THE PROBLEM » Could you copy the listing below verbatim, every line from start to finish?

STORED ROWS »
+ + + + +

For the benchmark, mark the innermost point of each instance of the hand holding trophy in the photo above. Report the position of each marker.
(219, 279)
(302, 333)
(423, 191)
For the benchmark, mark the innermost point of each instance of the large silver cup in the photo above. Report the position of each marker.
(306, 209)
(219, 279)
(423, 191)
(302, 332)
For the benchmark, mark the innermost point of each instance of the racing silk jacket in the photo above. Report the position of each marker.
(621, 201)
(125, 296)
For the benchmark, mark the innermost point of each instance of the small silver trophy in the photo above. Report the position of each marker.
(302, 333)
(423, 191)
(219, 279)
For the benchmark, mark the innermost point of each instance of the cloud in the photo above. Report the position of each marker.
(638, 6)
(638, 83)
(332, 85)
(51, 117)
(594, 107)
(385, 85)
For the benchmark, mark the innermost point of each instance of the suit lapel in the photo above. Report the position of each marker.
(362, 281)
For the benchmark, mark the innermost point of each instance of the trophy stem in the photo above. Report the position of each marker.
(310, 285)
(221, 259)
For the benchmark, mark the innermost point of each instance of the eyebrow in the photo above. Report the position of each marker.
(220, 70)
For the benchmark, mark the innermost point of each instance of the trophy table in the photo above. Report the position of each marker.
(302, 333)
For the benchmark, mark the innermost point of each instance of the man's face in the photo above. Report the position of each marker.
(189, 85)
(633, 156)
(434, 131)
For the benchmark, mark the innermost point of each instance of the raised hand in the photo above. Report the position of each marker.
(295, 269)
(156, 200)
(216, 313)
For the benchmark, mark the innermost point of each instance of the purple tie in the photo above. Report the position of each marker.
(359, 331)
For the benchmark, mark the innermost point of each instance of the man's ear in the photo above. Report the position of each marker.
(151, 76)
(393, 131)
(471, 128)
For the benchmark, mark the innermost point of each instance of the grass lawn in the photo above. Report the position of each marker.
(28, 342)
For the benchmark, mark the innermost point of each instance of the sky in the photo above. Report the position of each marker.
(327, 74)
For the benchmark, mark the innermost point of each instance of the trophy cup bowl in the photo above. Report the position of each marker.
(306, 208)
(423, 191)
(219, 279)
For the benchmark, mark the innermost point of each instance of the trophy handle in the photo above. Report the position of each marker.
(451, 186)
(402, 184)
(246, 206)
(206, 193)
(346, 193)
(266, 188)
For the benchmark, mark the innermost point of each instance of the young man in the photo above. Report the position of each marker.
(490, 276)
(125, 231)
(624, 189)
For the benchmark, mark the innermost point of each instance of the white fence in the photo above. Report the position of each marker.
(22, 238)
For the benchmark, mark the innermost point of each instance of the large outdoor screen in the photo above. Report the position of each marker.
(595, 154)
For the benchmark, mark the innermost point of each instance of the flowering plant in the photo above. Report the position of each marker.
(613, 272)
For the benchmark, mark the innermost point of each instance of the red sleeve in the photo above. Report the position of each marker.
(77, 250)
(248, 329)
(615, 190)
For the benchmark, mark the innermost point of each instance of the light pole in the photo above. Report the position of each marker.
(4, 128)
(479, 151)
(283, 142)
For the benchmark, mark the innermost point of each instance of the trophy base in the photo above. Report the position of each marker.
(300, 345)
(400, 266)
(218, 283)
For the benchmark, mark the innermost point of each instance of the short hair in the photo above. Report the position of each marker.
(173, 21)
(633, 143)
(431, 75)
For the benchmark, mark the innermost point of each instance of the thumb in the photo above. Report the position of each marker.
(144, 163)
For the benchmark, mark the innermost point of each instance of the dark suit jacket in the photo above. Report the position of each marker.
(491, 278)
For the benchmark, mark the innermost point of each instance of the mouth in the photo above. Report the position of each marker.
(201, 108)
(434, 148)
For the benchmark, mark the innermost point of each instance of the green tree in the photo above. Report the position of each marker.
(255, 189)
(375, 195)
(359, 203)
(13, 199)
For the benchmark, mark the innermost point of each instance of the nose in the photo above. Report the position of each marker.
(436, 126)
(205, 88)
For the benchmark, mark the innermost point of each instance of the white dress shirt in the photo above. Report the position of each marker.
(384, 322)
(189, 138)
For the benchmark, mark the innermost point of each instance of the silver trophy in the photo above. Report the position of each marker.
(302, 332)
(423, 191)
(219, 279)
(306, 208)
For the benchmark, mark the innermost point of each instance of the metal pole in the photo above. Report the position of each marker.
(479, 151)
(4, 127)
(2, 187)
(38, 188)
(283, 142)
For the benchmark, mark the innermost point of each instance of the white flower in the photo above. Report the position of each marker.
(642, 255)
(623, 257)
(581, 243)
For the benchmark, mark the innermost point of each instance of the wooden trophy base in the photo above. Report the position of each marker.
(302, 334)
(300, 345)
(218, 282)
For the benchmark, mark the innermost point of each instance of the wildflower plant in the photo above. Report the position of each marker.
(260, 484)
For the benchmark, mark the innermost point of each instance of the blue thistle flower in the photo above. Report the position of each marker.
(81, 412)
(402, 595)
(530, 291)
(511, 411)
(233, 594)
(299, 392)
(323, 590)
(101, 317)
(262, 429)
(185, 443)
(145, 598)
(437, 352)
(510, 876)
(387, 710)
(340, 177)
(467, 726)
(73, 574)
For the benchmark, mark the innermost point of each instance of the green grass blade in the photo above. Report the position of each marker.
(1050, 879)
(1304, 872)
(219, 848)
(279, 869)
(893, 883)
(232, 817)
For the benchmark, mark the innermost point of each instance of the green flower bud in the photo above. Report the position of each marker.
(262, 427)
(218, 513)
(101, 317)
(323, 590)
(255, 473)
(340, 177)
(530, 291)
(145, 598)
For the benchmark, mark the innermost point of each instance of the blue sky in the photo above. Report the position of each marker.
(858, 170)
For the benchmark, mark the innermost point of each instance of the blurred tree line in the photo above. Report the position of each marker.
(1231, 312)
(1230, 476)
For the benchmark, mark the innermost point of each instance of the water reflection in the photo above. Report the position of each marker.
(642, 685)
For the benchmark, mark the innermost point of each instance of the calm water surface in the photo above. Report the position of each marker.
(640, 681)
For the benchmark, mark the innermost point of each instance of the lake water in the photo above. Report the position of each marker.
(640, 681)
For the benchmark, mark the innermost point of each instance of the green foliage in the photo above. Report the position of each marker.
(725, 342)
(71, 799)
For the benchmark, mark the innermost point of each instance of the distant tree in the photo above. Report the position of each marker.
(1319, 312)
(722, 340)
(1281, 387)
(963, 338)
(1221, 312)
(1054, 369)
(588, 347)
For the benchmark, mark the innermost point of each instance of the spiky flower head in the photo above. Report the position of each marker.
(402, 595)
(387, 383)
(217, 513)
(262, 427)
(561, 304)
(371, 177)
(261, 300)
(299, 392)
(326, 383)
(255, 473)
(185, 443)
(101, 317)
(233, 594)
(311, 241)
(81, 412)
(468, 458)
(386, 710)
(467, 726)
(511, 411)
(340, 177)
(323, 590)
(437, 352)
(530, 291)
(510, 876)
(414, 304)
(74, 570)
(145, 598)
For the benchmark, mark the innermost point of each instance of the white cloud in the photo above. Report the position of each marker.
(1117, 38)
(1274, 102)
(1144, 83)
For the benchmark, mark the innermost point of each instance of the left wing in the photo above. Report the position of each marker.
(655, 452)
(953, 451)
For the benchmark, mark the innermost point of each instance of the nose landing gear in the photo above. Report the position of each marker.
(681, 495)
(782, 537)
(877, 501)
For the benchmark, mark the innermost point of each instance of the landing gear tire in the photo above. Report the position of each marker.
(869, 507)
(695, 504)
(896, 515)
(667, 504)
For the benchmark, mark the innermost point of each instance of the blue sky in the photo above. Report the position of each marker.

+ + + + +

THE COMPLETED TASK »
For the benchmark, mark the innermost point of each instance of the hand holding trophy in the photo above. Report the position of each marker.
(219, 279)
(302, 333)
(423, 191)
For the benchmark, mark the innermost point of each instance of the large silver cup in the photo above. Report the position of each marker.
(306, 209)
(219, 279)
(423, 191)
(302, 332)
For the benchmark, mark the innermost point of each instance of the racing silk jacket in the photo above. Report the position of each marker.
(621, 201)
(125, 296)
For the benchmark, mark the innermost point of each instance of the small silver trophy in the photo above. Report the position of each marker.
(302, 333)
(423, 191)
(219, 279)
For the benchmark, mark the innermost point of each instance of the cloud in the photo above. Report the position of each marker.
(638, 6)
(638, 83)
(332, 85)
(51, 117)
(594, 107)
(385, 85)
For the benchmark, mark the innermost point of each instance of the suit lapel in the photo above. Report the position of each marker.
(362, 281)
For the benchmark, mark the innermost point of each instance of the trophy stem in the photo above. Report the position of each marker.
(310, 285)
(221, 259)
For the benchmark, mark the innermost point of each instance of the eyebrow in the photo above. Report the position of each marker.
(220, 70)
For the benchmark, mark the innermost point of each instance of the trophy table in the photo above. Report the position of each marker.
(302, 333)
For the benchmark, mark the innermost point of each instance of the man's face in the photo above. Report the position of each marker.
(189, 85)
(633, 156)
(434, 131)
For the benchmark, mark the innermost point of each instance of the raised hand in the photo above. Report the position of each marker.
(295, 269)
(156, 200)
(216, 313)
For the benchmark, mark the innermost point of each instance of the purple tie in the photo above. Report the position of each marker.
(359, 331)
For the benchmark, mark the innermost point of each instance of the man's ear in the photo above. Report the position of each marker.
(151, 76)
(393, 131)
(471, 128)
For the benchmark, mark the innermost point of each instance of the grass lawn in the photo above. Report the position of each marker.
(28, 342)
For the benchmark, mark the innermost point of each instance of the sky in the photo above. Report the position of each marker.
(327, 74)
For the benchmark, mark the innermost point of each instance of the trophy cup bowl in the photo above. Report the position of each marker.
(306, 208)
(423, 191)
(219, 279)
For the benchmark, mark the innermost point of each instance of the trophy handle in the photo above. Report the position of each marker.
(451, 186)
(402, 184)
(246, 206)
(206, 193)
(346, 193)
(266, 188)
For the benchmark, mark the innermost point of each instance of the young man in the photo above. Report the position of each marker.
(490, 276)
(125, 231)
(624, 189)
For the benchmark, mark the innermost point of each instance of the white fence in the photo above. Report the position of each marker.
(22, 238)
For the benchmark, mark the innermost point of each instance of the large outdoor screen in the photo above. Report the position of each marker.
(595, 154)
For the benchmark, mark the innermost point of each instance of the flowering plant in the photo above. Report the position of each marker.
(613, 272)
For the benchmark, mark the innermost point of each instance of the red sleeve in the photo above. Report the position of each marker.
(77, 250)
(248, 329)
(615, 190)
For the benchmark, mark the innermost point of each instance of the light pole in the photo above. Report the position of each marker.
(4, 128)
(479, 151)
(283, 142)
For the benchmark, mark the innermost point of each instance of the trophy base in the photo above. Report the position of each marker.
(300, 345)
(400, 266)
(218, 283)
For the benchmark, mark the innermost point of each instance of the short hair in the photo above. Report the position of each marker.
(173, 21)
(633, 143)
(431, 75)
For the benchmark, mark the innermost point of each instance of the thumb in the photo above. Report the position of each marker.
(144, 163)
For the benchmark, mark the innermost point of each instance of the dark suit jacket in the photo above. Report the position of each marker.
(491, 278)
For the benchmark, mark the innermost point of each instance of the mouth in the photo above. Report the position of each marker.
(201, 108)
(434, 148)
For the benchmark, mark the innermost point of each instance of the green tree in the photo above. Report the position of each marker.
(255, 189)
(375, 195)
(359, 203)
(13, 199)
For the benchmark, mark the innermost point of each instance of the nose in the photo above. Report the position of each marker.
(436, 126)
(205, 88)
For the benchmark, mark the innermost point of each instance of the white dress shirt in the photo above. Report the position of each marker.
(384, 322)
(189, 138)
For the benchmark, mark the innermost point of each instance of the silver trophy in the photo above. Report the position of each marker.
(302, 332)
(423, 191)
(219, 279)
(306, 208)
For the benchmark, mark the innermost point of each instance of the metal pole in the photo above. Report the position of each marker.
(479, 151)
(4, 127)
(2, 187)
(38, 188)
(283, 142)
For the benchmark, mark the innermost point of each instance of the white flower in the photo above. Report the position of each marker.
(642, 255)
(623, 257)
(581, 243)
For the benchmark, mark the innermost point of each instance of the wooden trophy base in the photo above. Report the position of each marker.
(302, 334)
(300, 345)
(218, 282)
For the benchmark, mark the innermost point of each instance of the wildflower plant in the photo above. Report the position of each marker.
(260, 484)
For the benchmark, mark the innermost point of each instance of the blue thistle flower in the photo above. Report the position of each marker.
(81, 412)
(402, 595)
(530, 291)
(511, 411)
(233, 594)
(299, 392)
(323, 590)
(101, 317)
(262, 429)
(185, 443)
(145, 598)
(437, 352)
(510, 876)
(387, 710)
(340, 177)
(467, 726)
(73, 574)
For the benchmark, mark the innermost point of each instance of the green grass blade in the photo above. Report the position of each marker.
(1050, 879)
(1304, 872)
(219, 848)
(279, 869)
(893, 883)
(232, 817)
For the benchmark, mark the innermost point of each instance of the green flower bud in the photo above. Report the position of each marker.
(262, 427)
(218, 513)
(101, 317)
(323, 590)
(255, 473)
(340, 177)
(530, 291)
(145, 598)
For the benchmark, mark the innermost point of each instance of the blue sky in the photo above. Report the position of each marker.
(858, 170)
For the benchmark, mark the innermost point of each instance of the blurred tree line in the photo above. Report the position of each marker.
(1231, 312)
(1230, 476)
For the benchmark, mark the innermost point of each instance of the water reflection in the photo above. Report the position of each marker.
(642, 685)
For the benchmark, mark the innermost point of each instance of the calm water surface in the photo above. Report the position of each marker.
(640, 681)
For the benchmark, mark the innermost point of each instance of the lake water in the photo above. Report the position of each marker.
(640, 681)
For the benchmark, mark the innermost point of each instance of the green foliage in the photo above. Report the position of each marker.
(725, 342)
(71, 799)
For the benchmark, mark the innermost point of each instance of the distant tree in the photo above. Report the position of each marker.
(1319, 312)
(722, 340)
(1281, 387)
(963, 338)
(1221, 312)
(1054, 369)
(588, 347)
For the benchmark, mark the innermost point of each instance of the spiky flower head in the photo above. Report the position of each marker.
(402, 595)
(387, 383)
(217, 513)
(262, 427)
(561, 304)
(371, 177)
(261, 300)
(299, 392)
(326, 383)
(255, 473)
(185, 443)
(101, 317)
(233, 594)
(311, 241)
(81, 412)
(468, 458)
(386, 710)
(467, 726)
(511, 411)
(340, 177)
(323, 590)
(437, 352)
(530, 291)
(510, 876)
(414, 304)
(74, 570)
(145, 598)
For the benchmark, mark the innermost point of each instance of the white cloud in the photo above. Report the position of each marker.
(1117, 38)
(1274, 102)
(1144, 83)
For the benchmark, mark the innermost point of each instance of the left wing in the photo above. Report the position of each marker.
(655, 452)
(953, 451)
For the benchmark, mark the innermost point of each instance of the nose landing gear in the photo above. Report the position of each marker.
(681, 495)
(782, 537)
(877, 501)
For the benchmark, mark the innermost point of each instance of the landing gear tire in the photo above. Report the position of each marker.
(869, 507)
(695, 504)
(896, 515)
(667, 504)
For the benchmark, mark the innermost point of each instance of the blue sky in the photo above. Report the position of each marker.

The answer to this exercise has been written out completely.